Exclude images and print all the records verbatim.

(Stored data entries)
•••
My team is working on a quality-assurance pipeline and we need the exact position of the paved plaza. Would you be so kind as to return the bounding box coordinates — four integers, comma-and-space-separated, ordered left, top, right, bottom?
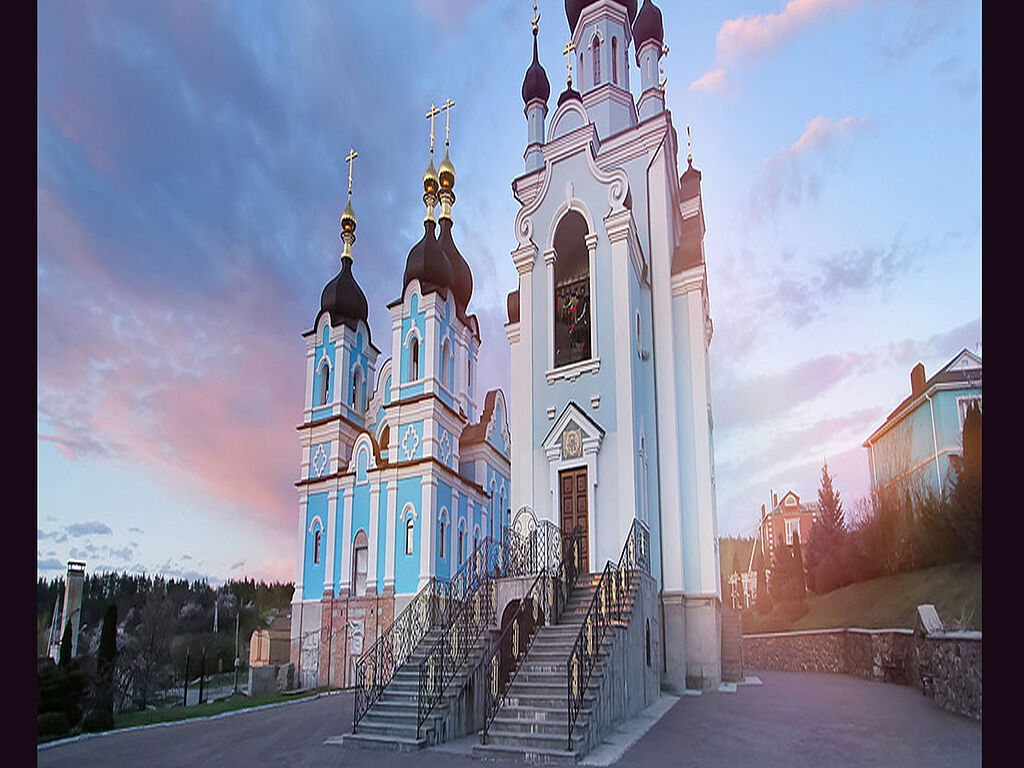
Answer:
37, 671, 981, 768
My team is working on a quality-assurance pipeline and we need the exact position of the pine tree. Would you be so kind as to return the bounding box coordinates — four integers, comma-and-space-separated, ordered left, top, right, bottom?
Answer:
96, 602, 118, 714
817, 460, 844, 531
791, 532, 807, 597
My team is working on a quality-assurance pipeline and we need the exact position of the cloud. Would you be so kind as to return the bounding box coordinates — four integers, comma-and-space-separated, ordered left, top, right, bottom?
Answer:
109, 546, 133, 560
38, 558, 65, 571
65, 521, 113, 537
688, 68, 727, 93
750, 116, 868, 219
231, 560, 245, 571
128, 527, 144, 534
691, 0, 866, 92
•••
* **EXPECTED ANSWER**
My team is working on a quality-assurance pipeline and we need the exact position of the paved plaza. Would you be so kind as to return the bounding box coordinates — four integers, comma-and-space-separated, ordered left, top, right, bottom?
Answer:
37, 671, 981, 768
My team is working on a quality-assurance pipeline and we need the exact position of the pine tree. Would you be so kind as to return the bounding box coordinates — four integers, comma-and-space-separated, ordered left, top, right, bottom?
Answer:
96, 602, 118, 714
817, 460, 844, 531
791, 532, 807, 597
My team is working on a quality-assurance pipeline and we need the exact position of the cloud. Would you be so kind as to return the bounding box coordinates — four integers, comma-and-space-separated, ordered left, top, right, bottom?
Answer:
109, 546, 133, 560
38, 558, 65, 571
65, 521, 113, 537
688, 68, 727, 93
750, 116, 868, 219
231, 560, 245, 571
128, 527, 144, 534
691, 0, 866, 92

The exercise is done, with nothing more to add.